» TASK DESCRIPTION
Rewrite the lines from the one containing "Keypoint guideline: for each instance of the tall" through the last line, keeping every line, and increase each point coordinate by 117.

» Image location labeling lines

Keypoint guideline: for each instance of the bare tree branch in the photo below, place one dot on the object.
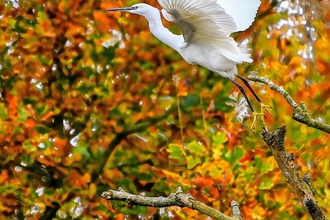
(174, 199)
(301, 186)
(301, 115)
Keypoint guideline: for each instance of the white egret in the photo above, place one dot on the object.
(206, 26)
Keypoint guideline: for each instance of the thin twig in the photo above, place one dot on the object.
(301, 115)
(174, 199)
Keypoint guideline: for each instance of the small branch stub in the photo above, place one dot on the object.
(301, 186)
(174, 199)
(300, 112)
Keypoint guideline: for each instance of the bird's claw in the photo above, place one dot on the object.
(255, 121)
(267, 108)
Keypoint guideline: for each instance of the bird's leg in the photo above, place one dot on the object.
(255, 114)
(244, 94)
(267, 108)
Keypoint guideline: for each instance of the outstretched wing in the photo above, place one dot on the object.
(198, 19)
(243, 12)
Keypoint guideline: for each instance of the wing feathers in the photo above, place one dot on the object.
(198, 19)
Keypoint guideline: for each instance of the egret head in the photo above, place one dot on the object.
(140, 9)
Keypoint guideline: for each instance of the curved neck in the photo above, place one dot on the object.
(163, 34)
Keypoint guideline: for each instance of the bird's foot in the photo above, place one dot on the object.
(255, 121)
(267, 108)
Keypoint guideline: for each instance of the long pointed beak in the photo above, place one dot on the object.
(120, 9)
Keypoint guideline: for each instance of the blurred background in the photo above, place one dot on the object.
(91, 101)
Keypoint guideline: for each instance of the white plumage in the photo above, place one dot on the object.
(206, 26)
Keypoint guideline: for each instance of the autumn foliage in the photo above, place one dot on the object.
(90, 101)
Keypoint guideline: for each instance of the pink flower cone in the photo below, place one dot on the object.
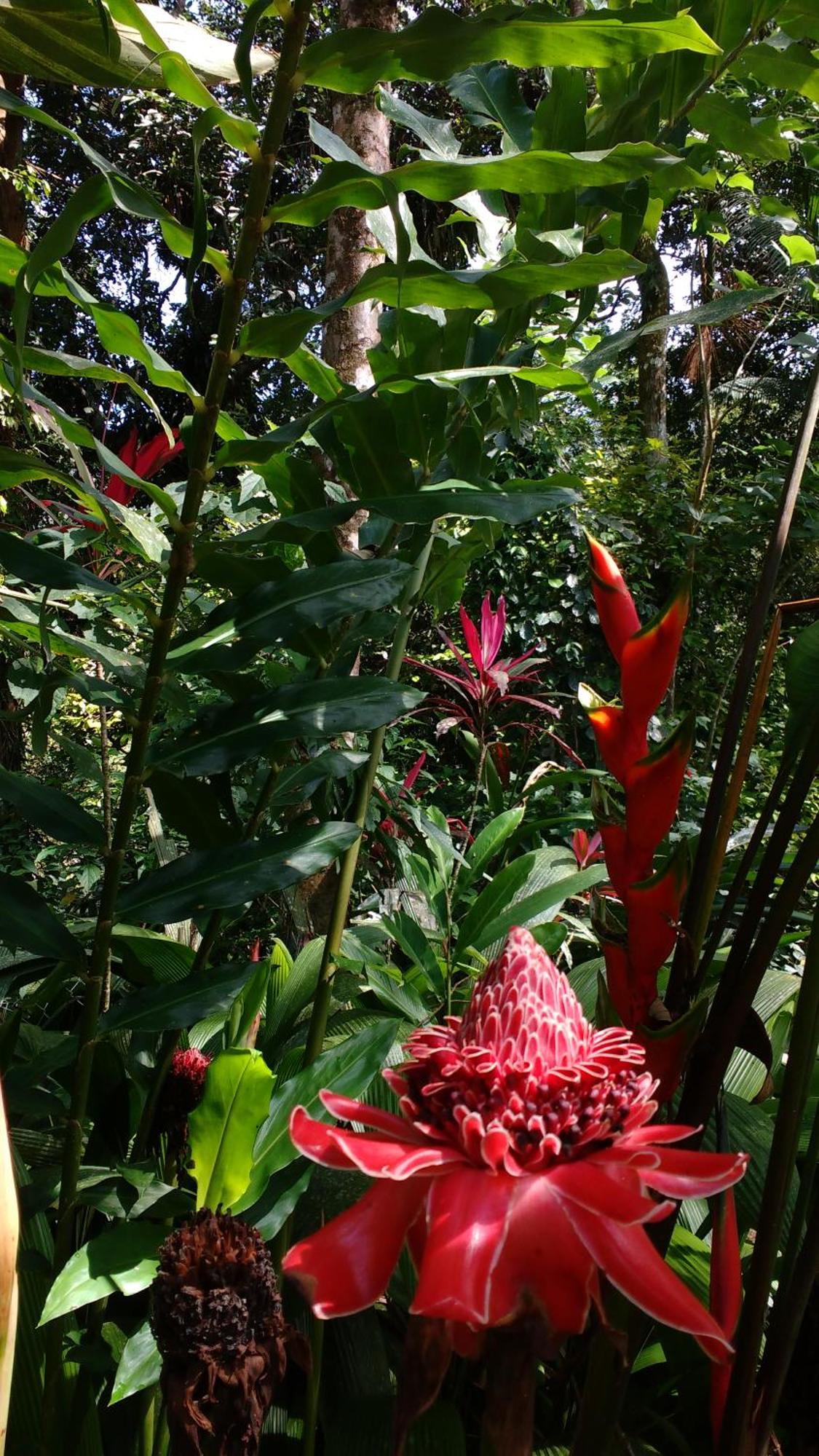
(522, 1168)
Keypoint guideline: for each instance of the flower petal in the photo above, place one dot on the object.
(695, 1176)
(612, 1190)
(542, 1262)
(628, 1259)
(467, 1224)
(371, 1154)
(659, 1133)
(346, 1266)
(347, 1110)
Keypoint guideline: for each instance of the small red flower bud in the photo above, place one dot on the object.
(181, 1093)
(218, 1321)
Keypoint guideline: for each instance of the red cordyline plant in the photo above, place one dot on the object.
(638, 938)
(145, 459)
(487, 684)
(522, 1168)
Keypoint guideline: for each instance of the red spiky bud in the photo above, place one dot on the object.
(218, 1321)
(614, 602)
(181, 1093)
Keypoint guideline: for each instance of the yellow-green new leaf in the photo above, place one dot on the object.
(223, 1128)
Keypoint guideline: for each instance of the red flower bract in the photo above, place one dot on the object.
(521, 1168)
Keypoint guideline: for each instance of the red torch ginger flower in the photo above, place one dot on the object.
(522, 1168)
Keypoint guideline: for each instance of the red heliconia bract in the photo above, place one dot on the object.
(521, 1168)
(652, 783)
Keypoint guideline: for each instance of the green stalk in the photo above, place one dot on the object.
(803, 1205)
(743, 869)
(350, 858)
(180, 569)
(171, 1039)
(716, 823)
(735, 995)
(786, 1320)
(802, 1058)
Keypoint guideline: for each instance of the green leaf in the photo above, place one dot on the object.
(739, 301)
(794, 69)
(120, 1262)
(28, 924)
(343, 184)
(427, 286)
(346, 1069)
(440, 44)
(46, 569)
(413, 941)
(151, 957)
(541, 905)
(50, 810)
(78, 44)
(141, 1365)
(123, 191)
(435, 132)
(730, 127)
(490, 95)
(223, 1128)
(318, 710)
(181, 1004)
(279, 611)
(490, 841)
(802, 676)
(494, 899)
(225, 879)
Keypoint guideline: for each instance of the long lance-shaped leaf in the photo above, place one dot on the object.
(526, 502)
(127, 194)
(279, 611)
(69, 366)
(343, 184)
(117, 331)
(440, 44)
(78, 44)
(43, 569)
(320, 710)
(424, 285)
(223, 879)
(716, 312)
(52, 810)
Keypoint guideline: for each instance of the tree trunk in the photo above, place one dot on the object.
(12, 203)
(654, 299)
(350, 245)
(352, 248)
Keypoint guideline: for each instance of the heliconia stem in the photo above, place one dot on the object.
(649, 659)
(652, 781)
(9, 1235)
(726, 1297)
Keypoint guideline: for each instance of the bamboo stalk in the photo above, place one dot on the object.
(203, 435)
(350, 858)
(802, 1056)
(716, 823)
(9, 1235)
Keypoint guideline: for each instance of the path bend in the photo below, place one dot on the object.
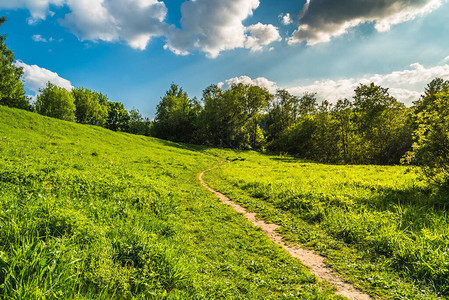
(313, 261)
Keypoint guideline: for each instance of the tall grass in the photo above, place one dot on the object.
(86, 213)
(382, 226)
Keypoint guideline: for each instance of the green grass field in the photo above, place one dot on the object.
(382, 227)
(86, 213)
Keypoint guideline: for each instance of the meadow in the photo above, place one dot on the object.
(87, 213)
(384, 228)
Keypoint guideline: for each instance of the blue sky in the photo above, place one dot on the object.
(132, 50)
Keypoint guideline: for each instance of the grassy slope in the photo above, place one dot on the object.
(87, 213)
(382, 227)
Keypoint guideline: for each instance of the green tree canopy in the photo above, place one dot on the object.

» FINISHED EXERCISE
Keypoint guideline: for each instance of the tall grass in the photo above, place one dot on the object.
(203, 330)
(499, 343)
Keypoint guideline: for each instance of the green grass field in the photo above, place one dot on the object.
(499, 344)
(203, 330)
Keypoint guideline: for each instance of the meadow in the photo above, place one dot on the object.
(204, 330)
(501, 345)
Keypoint guideline: for each instance of the blue sky in the photo above, place one dot on the object.
(249, 167)
Keypoint guideline: for each instance of the grassy slope in the photo above, place one dot on the object.
(204, 330)
(499, 344)
Keypoint guideline: for each instance of the green tree canopy in the photo above, place one dot on the object.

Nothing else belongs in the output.